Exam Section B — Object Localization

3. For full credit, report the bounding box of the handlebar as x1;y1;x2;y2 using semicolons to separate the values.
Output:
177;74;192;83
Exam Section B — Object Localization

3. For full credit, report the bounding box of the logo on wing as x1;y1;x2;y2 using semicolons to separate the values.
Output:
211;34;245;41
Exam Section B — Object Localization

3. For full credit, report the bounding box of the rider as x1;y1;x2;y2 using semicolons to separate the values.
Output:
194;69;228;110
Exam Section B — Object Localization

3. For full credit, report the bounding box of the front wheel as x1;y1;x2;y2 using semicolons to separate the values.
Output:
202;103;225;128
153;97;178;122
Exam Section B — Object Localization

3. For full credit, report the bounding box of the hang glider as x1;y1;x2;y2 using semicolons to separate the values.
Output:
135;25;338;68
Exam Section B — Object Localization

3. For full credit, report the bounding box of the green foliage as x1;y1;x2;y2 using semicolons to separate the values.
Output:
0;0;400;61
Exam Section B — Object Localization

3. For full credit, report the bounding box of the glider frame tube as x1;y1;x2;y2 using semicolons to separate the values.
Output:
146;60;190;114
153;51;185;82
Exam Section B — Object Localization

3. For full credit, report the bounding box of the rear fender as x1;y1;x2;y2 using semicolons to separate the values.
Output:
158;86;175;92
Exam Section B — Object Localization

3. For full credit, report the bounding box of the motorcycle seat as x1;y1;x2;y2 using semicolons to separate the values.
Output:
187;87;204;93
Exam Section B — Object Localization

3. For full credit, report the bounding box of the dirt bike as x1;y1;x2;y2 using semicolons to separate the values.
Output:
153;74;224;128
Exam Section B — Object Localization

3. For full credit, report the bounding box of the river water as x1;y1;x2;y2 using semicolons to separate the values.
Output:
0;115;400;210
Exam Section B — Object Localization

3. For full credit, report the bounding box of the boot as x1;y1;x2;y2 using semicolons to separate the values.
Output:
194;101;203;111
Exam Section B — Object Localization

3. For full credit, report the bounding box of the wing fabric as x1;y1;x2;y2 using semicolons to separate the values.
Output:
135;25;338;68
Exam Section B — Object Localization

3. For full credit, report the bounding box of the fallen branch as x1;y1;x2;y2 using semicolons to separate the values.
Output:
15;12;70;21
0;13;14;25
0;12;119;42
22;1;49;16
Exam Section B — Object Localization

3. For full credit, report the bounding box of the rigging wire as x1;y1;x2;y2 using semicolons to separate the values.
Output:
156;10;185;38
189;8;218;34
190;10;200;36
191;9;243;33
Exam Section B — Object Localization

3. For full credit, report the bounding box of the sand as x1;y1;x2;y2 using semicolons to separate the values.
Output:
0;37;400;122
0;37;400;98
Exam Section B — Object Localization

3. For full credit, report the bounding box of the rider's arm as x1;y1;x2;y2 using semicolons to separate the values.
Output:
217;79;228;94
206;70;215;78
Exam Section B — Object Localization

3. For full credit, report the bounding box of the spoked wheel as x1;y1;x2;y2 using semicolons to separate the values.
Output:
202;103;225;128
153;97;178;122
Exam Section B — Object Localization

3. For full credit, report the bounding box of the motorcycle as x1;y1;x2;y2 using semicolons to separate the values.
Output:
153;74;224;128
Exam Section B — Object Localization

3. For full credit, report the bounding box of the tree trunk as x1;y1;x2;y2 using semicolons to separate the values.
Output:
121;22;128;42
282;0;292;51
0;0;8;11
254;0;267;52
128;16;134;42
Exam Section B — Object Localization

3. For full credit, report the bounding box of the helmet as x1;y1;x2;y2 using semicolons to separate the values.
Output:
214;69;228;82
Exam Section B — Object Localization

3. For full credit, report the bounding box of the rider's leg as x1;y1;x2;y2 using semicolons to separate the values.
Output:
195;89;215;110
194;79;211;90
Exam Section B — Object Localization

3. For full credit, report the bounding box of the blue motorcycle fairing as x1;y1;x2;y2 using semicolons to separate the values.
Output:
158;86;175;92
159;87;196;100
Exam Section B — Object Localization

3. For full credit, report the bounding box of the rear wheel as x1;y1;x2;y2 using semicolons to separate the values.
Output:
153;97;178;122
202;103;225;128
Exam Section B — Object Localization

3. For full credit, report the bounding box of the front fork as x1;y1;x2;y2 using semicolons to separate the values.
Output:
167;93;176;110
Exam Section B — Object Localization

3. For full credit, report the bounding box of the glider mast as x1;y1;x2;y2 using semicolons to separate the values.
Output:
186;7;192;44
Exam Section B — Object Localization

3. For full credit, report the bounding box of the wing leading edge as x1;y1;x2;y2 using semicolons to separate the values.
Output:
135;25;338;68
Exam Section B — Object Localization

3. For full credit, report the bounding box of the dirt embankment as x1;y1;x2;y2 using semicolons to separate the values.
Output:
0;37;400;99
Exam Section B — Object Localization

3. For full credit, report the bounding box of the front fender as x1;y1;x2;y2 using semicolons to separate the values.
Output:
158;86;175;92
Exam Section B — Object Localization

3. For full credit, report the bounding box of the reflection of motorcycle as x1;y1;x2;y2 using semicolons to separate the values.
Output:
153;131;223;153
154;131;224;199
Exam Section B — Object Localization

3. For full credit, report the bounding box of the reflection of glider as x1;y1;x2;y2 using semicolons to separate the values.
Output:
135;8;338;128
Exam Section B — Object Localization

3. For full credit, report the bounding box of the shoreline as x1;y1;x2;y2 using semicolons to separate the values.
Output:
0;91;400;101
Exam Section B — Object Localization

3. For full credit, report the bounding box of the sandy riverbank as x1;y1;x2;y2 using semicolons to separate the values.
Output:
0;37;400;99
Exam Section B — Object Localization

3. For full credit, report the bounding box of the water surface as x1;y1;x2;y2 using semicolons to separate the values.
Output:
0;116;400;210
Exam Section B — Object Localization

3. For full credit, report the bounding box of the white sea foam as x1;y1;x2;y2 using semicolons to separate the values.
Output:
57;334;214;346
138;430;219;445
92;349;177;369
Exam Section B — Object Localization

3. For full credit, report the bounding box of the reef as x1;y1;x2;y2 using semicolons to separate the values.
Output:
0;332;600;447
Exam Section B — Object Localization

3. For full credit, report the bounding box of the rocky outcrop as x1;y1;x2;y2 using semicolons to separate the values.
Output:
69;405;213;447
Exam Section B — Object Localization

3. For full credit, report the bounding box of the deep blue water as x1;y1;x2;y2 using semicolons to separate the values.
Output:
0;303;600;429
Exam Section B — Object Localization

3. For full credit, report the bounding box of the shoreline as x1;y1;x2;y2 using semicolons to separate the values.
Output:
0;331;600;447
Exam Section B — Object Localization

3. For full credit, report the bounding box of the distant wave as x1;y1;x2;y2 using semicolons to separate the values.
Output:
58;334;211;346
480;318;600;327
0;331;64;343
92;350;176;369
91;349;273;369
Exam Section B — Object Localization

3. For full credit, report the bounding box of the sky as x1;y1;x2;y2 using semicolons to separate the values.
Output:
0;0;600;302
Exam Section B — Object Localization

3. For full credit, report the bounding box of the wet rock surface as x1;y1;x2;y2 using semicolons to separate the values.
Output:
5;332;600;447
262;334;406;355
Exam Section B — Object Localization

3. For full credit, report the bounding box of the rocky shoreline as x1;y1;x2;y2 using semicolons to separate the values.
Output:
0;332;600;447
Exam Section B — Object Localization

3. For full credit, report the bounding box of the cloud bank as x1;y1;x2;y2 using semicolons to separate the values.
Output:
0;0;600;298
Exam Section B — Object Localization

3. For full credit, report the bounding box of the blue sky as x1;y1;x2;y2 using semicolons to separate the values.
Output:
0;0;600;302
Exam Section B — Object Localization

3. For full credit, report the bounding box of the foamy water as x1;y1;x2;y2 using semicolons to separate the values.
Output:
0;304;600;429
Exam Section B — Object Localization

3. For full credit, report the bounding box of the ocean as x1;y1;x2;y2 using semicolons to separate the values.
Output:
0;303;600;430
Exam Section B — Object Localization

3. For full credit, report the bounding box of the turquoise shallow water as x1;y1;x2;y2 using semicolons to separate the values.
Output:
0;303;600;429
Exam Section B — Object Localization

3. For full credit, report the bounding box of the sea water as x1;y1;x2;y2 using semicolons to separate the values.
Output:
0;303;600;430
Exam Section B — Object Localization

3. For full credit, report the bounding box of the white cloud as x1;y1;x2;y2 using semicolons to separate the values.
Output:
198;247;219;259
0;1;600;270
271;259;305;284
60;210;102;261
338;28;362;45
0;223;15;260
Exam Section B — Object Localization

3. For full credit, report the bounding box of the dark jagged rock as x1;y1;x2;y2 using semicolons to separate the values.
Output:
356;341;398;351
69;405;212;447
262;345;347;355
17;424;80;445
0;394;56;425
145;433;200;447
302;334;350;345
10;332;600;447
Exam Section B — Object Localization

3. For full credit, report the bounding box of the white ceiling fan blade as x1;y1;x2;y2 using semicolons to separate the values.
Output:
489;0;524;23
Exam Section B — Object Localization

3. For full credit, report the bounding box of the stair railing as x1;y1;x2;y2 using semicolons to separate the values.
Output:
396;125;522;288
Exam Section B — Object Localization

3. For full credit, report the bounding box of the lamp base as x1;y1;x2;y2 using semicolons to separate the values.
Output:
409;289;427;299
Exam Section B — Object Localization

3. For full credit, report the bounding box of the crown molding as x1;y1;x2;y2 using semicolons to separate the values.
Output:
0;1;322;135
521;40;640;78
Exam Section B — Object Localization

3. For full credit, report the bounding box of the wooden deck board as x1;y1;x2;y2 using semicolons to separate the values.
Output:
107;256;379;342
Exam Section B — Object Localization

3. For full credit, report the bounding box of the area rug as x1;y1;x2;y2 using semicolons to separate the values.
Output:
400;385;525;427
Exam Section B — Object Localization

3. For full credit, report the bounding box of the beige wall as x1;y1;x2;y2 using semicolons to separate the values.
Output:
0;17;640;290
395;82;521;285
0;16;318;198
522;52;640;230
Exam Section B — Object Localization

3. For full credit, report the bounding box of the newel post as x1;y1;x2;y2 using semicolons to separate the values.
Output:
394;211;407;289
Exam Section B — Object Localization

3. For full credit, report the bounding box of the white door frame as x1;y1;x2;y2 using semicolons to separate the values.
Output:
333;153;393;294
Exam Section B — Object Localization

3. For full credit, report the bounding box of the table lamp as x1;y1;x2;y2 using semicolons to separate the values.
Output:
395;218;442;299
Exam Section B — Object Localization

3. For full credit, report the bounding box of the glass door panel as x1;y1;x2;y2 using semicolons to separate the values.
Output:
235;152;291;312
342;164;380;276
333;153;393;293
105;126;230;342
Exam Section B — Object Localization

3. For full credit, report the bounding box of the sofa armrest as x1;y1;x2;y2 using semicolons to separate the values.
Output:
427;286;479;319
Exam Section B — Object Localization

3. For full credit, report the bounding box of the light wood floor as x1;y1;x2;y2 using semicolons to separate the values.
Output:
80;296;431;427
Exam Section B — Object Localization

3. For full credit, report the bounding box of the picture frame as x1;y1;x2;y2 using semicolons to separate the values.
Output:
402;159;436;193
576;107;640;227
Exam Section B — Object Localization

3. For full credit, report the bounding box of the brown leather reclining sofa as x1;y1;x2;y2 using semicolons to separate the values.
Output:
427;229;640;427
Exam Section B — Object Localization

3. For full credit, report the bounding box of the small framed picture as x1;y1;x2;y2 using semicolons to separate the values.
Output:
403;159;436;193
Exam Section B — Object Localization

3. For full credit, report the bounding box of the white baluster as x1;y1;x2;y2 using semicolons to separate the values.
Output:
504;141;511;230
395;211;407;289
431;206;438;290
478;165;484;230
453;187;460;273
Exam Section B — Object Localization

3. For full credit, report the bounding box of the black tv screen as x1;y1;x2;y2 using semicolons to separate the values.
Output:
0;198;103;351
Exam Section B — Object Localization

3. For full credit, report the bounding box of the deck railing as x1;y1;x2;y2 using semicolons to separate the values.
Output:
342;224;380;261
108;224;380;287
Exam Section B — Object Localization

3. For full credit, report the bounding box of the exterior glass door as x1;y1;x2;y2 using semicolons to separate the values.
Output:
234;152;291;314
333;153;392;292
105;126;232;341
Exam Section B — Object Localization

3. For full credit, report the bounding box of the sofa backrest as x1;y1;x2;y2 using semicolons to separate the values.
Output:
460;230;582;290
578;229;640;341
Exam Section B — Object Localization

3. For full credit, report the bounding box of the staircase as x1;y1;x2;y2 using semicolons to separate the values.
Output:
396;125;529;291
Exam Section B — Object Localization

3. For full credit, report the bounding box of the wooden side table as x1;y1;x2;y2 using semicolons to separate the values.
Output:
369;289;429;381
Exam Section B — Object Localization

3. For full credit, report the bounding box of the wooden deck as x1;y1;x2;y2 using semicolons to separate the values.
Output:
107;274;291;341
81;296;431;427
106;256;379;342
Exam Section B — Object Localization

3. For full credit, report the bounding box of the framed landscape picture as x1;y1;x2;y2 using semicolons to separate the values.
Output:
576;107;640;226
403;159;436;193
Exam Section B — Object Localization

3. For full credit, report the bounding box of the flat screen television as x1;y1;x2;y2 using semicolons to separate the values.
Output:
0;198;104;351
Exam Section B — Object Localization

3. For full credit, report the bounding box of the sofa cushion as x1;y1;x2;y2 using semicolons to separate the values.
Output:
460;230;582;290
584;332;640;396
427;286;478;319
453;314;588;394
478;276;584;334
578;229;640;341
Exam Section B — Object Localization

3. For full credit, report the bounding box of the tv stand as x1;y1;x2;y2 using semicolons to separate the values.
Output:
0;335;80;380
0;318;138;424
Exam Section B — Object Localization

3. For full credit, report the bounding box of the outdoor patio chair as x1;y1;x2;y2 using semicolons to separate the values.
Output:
::::::::::
= TASK INSTRUCTIONS =
Please pick out and copy each line of the data above that contains the word "picture".

= RESULT OF THE EXERCISE =
3. For full credit, report the bounding box of the picture frame as x1;y1;x2;y2 using semicolons to separate the values.
3. For full credit, report the bounding box of the small framed picture as x1;y1;x2;y2 using semicolons to separate the values.
3. For full credit, report the bounding box of the framed landscape picture as x1;y1;x2;y2 using semicolons to separate the values.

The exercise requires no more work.